→ **Task item**:
Nothing should be omitted: restate the full listing word for word.

→ **Records for the exercise**:
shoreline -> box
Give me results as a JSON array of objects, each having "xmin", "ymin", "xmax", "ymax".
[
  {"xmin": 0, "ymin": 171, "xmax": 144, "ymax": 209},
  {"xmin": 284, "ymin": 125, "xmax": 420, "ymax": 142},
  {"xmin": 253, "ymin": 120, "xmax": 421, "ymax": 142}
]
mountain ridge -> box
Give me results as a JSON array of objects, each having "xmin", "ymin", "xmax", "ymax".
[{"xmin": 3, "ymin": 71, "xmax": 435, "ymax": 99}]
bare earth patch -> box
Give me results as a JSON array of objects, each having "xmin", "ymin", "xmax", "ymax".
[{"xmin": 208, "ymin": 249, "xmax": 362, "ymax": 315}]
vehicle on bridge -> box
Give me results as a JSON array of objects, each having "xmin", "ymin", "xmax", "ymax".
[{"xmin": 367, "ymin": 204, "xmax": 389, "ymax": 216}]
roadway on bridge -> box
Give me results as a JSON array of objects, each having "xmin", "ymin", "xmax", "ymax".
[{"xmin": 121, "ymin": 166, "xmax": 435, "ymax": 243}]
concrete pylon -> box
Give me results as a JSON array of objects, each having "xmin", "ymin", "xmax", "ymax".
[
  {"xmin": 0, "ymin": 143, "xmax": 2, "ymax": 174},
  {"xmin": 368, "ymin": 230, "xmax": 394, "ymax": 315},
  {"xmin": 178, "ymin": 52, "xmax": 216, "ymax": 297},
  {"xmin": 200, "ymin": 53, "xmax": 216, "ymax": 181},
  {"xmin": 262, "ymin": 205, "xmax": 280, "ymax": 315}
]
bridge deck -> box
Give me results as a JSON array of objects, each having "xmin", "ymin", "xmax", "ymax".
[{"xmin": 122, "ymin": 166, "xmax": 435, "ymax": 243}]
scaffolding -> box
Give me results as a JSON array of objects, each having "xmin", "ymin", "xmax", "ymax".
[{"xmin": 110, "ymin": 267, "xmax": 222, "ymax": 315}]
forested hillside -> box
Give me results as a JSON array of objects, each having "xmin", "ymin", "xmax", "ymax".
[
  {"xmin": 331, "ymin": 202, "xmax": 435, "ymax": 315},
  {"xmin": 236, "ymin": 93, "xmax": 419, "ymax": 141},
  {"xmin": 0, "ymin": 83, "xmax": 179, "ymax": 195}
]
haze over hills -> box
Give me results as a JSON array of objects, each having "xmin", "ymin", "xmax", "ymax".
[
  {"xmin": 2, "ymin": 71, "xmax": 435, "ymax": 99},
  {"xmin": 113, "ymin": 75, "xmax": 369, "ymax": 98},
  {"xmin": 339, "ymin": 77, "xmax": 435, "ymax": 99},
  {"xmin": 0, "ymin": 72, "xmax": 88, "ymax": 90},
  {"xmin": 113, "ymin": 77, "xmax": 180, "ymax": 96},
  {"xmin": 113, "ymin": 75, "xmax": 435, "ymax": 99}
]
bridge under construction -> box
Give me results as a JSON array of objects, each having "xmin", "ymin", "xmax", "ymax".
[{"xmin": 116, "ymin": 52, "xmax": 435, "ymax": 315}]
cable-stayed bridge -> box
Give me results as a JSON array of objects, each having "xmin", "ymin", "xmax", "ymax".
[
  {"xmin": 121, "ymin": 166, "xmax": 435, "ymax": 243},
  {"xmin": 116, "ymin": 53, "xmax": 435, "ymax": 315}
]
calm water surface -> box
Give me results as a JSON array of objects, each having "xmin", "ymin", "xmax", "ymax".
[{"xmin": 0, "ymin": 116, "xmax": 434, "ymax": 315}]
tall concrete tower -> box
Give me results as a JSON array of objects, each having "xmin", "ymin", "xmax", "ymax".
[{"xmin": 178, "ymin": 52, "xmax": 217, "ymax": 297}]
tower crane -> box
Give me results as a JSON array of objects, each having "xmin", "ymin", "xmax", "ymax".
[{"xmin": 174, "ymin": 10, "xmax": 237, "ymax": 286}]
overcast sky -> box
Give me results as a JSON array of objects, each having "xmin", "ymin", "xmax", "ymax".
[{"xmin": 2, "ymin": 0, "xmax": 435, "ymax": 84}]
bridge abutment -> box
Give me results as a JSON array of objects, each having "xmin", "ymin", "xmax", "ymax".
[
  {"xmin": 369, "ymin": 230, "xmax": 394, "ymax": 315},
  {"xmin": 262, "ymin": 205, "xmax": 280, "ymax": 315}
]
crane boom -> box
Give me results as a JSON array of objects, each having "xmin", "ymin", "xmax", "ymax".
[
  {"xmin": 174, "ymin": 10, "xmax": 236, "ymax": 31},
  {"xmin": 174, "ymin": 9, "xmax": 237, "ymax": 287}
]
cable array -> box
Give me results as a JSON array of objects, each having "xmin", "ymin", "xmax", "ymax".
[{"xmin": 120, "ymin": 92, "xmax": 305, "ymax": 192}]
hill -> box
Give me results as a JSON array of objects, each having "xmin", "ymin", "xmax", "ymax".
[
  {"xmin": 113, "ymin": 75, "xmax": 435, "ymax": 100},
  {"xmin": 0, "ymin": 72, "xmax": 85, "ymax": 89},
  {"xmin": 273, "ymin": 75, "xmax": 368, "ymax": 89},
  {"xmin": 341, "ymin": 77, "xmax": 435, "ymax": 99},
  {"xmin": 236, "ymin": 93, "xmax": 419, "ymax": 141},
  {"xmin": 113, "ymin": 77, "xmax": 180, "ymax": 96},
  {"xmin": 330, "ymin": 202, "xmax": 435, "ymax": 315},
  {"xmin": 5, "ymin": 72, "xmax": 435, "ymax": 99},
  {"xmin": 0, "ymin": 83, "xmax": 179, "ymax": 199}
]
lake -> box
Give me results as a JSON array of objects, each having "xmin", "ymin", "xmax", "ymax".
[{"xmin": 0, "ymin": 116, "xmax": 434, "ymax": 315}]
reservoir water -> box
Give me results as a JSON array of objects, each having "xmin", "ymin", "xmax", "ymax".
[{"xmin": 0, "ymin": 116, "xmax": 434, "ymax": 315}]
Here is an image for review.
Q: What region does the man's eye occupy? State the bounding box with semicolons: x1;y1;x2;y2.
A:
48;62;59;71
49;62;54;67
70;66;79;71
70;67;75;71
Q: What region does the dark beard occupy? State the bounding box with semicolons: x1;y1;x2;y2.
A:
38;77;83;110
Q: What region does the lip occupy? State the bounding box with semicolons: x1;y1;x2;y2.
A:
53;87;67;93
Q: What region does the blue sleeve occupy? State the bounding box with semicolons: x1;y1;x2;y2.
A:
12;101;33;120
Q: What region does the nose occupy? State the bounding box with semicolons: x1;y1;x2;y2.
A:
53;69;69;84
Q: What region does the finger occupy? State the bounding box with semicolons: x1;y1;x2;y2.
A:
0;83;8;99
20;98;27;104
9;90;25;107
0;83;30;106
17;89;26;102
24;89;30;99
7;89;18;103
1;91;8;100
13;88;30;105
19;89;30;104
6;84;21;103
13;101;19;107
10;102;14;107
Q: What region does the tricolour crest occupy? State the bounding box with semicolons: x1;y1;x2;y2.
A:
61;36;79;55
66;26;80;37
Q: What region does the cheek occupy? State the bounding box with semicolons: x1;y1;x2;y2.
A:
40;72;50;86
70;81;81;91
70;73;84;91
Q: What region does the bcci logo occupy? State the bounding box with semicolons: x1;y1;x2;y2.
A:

→ **Solution to the exercise**:
shoreline -> box
Give me results as a JSON array of objects, each having "xmin", "ymin", "xmax", "ymax".
[
  {"xmin": 0, "ymin": 171, "xmax": 144, "ymax": 209},
  {"xmin": 284, "ymin": 125, "xmax": 420, "ymax": 142},
  {"xmin": 253, "ymin": 120, "xmax": 421, "ymax": 142}
]
mountain ridge -> box
Give me results as a JSON array of objects, each having "xmin", "ymin", "xmax", "ymax".
[{"xmin": 3, "ymin": 71, "xmax": 435, "ymax": 99}]
bare earth patch -> box
Give me results as a JSON array of objects, each having "xmin", "ymin", "xmax", "ymax".
[{"xmin": 208, "ymin": 249, "xmax": 362, "ymax": 315}]
vehicle on bridge -> box
Give me results as a JSON array of objects, each having "xmin", "ymin", "xmax", "ymax".
[{"xmin": 367, "ymin": 204, "xmax": 389, "ymax": 216}]
roadway on bridge -> box
Give me results as a JSON array of objects, each having "xmin", "ymin", "xmax", "ymax".
[{"xmin": 121, "ymin": 166, "xmax": 435, "ymax": 243}]
concrete pylon -> box
Give me results as a JSON array of objects, each having "xmin", "ymin", "xmax", "ymax".
[
  {"xmin": 0, "ymin": 143, "xmax": 2, "ymax": 174},
  {"xmin": 368, "ymin": 230, "xmax": 394, "ymax": 315},
  {"xmin": 178, "ymin": 52, "xmax": 216, "ymax": 297},
  {"xmin": 200, "ymin": 53, "xmax": 216, "ymax": 181},
  {"xmin": 262, "ymin": 205, "xmax": 280, "ymax": 315}
]
bridge deck -> box
Give me results as a JSON array of objects, each having "xmin", "ymin", "xmax", "ymax".
[{"xmin": 122, "ymin": 166, "xmax": 435, "ymax": 243}]
scaffolding -> box
Give me results as a JSON array of objects, each having "xmin", "ymin", "xmax", "ymax".
[{"xmin": 110, "ymin": 267, "xmax": 222, "ymax": 315}]
forested hillside -> box
Give me results as a JSON array of objects, each having "xmin", "ymin", "xmax", "ymax".
[
  {"xmin": 331, "ymin": 202, "xmax": 435, "ymax": 315},
  {"xmin": 236, "ymin": 93, "xmax": 419, "ymax": 141},
  {"xmin": 0, "ymin": 83, "xmax": 179, "ymax": 195}
]
haze over hills -> box
Give me results as a JSON array of objects, each having "xmin", "ymin", "xmax", "ymax".
[
  {"xmin": 2, "ymin": 71, "xmax": 435, "ymax": 99},
  {"xmin": 113, "ymin": 75, "xmax": 369, "ymax": 98},
  {"xmin": 339, "ymin": 77, "xmax": 435, "ymax": 99},
  {"xmin": 0, "ymin": 72, "xmax": 88, "ymax": 90},
  {"xmin": 113, "ymin": 77, "xmax": 180, "ymax": 96},
  {"xmin": 113, "ymin": 75, "xmax": 435, "ymax": 99}
]
bridge under construction -> box
Give me results as a JSON array of objects, each having "xmin", "ymin", "xmax", "ymax".
[{"xmin": 116, "ymin": 52, "xmax": 435, "ymax": 315}]
cable-stayed bridge -> box
Give me results as a JSON array of objects, each having "xmin", "ymin", "xmax", "ymax".
[
  {"xmin": 121, "ymin": 166, "xmax": 435, "ymax": 243},
  {"xmin": 116, "ymin": 53, "xmax": 435, "ymax": 315}
]
calm water surface -> box
Give me results as a JSON array of objects, each having "xmin", "ymin", "xmax", "ymax".
[{"xmin": 0, "ymin": 116, "xmax": 434, "ymax": 315}]
tall concrete tower -> box
Give me results as a JSON array of objects, each having "xmin", "ymin", "xmax", "ymax".
[{"xmin": 178, "ymin": 52, "xmax": 217, "ymax": 297}]
tower crane -> box
Give me results as a JSON array of objects, each having "xmin", "ymin", "xmax", "ymax".
[{"xmin": 174, "ymin": 10, "xmax": 237, "ymax": 286}]
overcast sky -> box
Give me results as a JSON array of objects, each having "xmin", "ymin", "xmax", "ymax".
[{"xmin": 2, "ymin": 0, "xmax": 435, "ymax": 84}]
bridge abutment -> box
Give me results as a JSON array of objects, each having "xmin", "ymin", "xmax", "ymax".
[
  {"xmin": 369, "ymin": 230, "xmax": 394, "ymax": 315},
  {"xmin": 262, "ymin": 205, "xmax": 280, "ymax": 315}
]
crane boom -> box
Give me results as a JSON array of objects, each having "xmin", "ymin", "xmax", "ymax".
[
  {"xmin": 174, "ymin": 10, "xmax": 236, "ymax": 31},
  {"xmin": 174, "ymin": 9, "xmax": 237, "ymax": 287}
]
cable array -> box
Give me results as a JSON array of objects, each having "xmin", "ymin", "xmax", "ymax".
[{"xmin": 120, "ymin": 92, "xmax": 305, "ymax": 192}]
hill -> box
Give me results as a JSON array of objects, each having "xmin", "ymin", "xmax", "ymax".
[
  {"xmin": 113, "ymin": 75, "xmax": 435, "ymax": 100},
  {"xmin": 0, "ymin": 72, "xmax": 85, "ymax": 89},
  {"xmin": 273, "ymin": 75, "xmax": 368, "ymax": 89},
  {"xmin": 341, "ymin": 77, "xmax": 435, "ymax": 99},
  {"xmin": 236, "ymin": 93, "xmax": 419, "ymax": 141},
  {"xmin": 113, "ymin": 77, "xmax": 180, "ymax": 96},
  {"xmin": 330, "ymin": 202, "xmax": 435, "ymax": 315},
  {"xmin": 5, "ymin": 72, "xmax": 435, "ymax": 99},
  {"xmin": 0, "ymin": 83, "xmax": 179, "ymax": 199}
]
lake -> box
Give me results as a JSON array of objects, each having "xmin", "ymin", "xmax", "ymax".
[{"xmin": 0, "ymin": 116, "xmax": 434, "ymax": 315}]
reservoir water -> box
Give me results as a JSON array of objects, each having "xmin", "ymin", "xmax", "ymax".
[{"xmin": 0, "ymin": 116, "xmax": 434, "ymax": 315}]
Here is an image for review.
Q: What region does the man's eye occupy? State the bounding box with semicolons: x1;y1;x2;y2.
A:
48;62;59;71
49;62;54;67
70;66;79;71
70;67;75;71
Q: What region does the dark beard occupy? State the bounding box with semicolons: x1;y1;x2;y2.
A:
38;77;83;110
Q: What region does the lip occupy? State the bounding box with semicolons: x1;y1;x2;y2.
A:
53;87;67;93
Q: What region does the blue sleeve occupy? State the bounding box with semicolons: x1;y1;x2;y2.
A:
12;101;33;120
Q: What region does the nose occupy? State the bounding box with semicolons: x1;y1;x2;y2.
A:
53;69;69;84
Q: What region does the finger occupy? State the bounding box with semicolons: x1;y1;x2;y2.
A:
0;83;8;99
20;98;27;104
9;90;25;107
0;83;30;106
17;89;26;102
24;89;30;99
7;89;18;103
1;91;8;100
13;88;30;105
19;89;30;104
6;84;21;103
13;101;19;107
10;102;14;107
Q: What region does the tricolour crest occupy? State the bounding box with semicolons: x1;y1;x2;y2.
A:
61;36;79;55
66;26;80;37
Q: What region does the cheek occupy? State the bounding box with semicolons: x1;y1;x2;y2.
A:
40;72;50;86
70;81;81;91
70;73;84;91
Q: What region does the bcci logo occupy? State the bounding box with semicolons: x1;y1;x2;y2.
A:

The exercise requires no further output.